══ TEXTO CITADO

El propio montaje de los soportes incorpora la carpintería y la hojalatería, entre otros oficios que aportan al resultado final, en el que puede reconocerse la formación profesional de Driggs como diseñador y su experiencia vinculado a labores manuales.

 

“Enriquezco la fotografía con piezas que voy recogiendo y guardando”, declara Driggs, y entre irónico y afligido apunta: “me hubiera gustado guardar hasta una locomotora, de aquellas que fueron utilizadas incluso en la construcción del Canal de Panamá y hoy son materia prima. ¿Imaginas la cantidad de historia que hay ahí? ”

 

“También trato de reutilizar elementos de la arquitectura del batey, como el zinc conformado de los techos, para lograr una idea de ese lugar, y a otras piezas les añado una nueva función”, explica, y en el plano temático se refiere a asuntos intrínsecos de la vida en esas poblaciones: la prostitución, las fiestas, el sincretismo religioso; cuestiones, en fin, relacionadas con la identidad.

════
══ DATOS ALMACENADOS

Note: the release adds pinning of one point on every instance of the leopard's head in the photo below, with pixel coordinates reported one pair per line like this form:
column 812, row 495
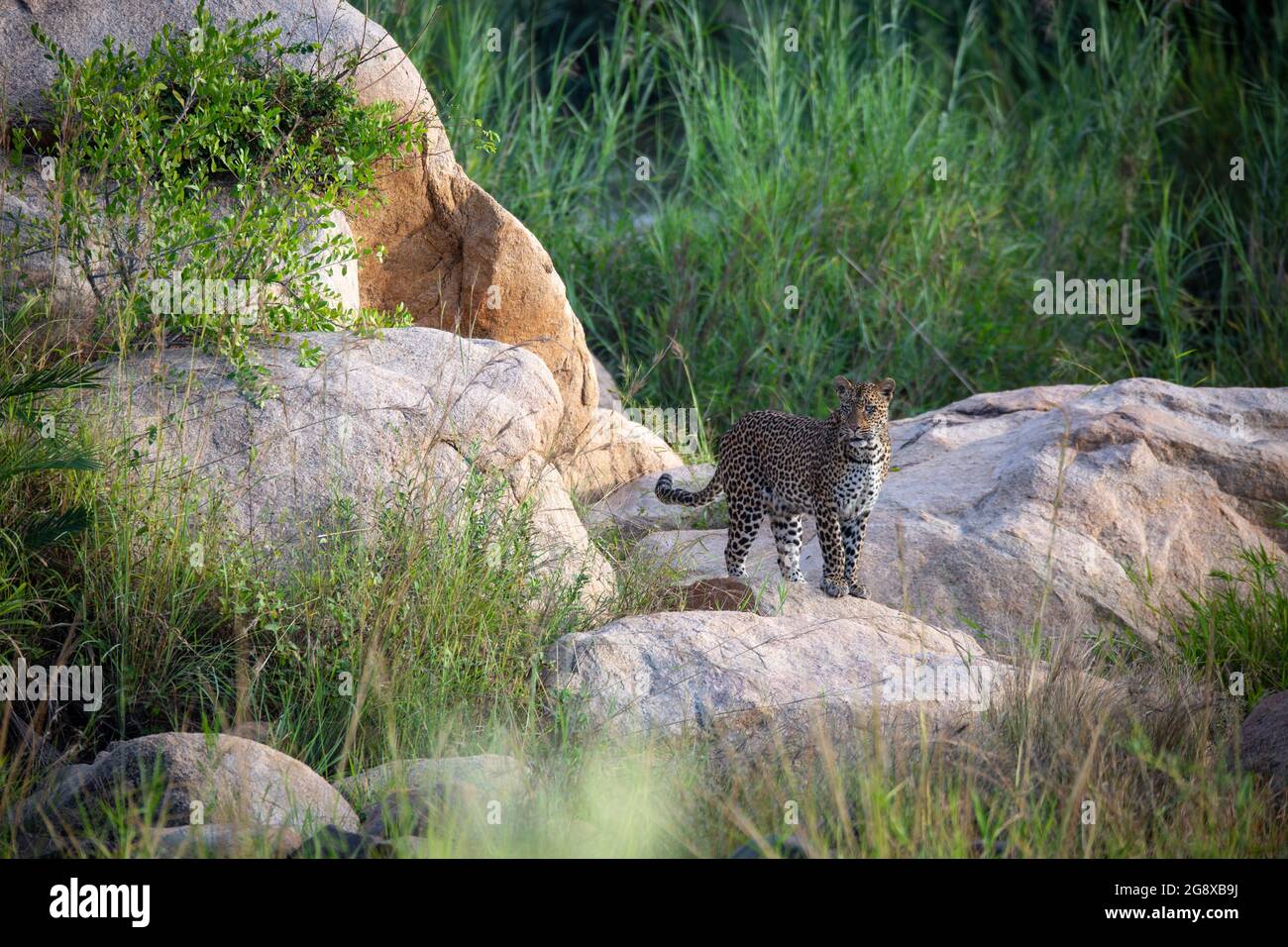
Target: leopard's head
column 864, row 410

════

▶ [ACCIONES REQUERIDAS]
**a.** ¿Concuerdan con el texto sobre Driggs estas afirmaciones? (i) A Driggs le hubiera gustado guardar una locomotora. (ii) Driggs reutiliza el zinc de los techos del batey. (iii) El montaje de los soportes deja fuera la carpintería. Responde sí o no a cada una y cita las palabras exactas del texto que lo deciden.
**b.** ¿Qué oficios nombra el texto sobre Driggs como parte del montaje de los soportes?

▶ [SOLUCIONES POR TAREA]
**a.**
(i) Sí: «me hubiera gustado guardar hasta una locomotora»
(ii) Sí: «como el zinc conformado de los techos»
(iii) No: «incorpora la carpintería y la hojalatería»

**b.** La carpintería y la hojalatería.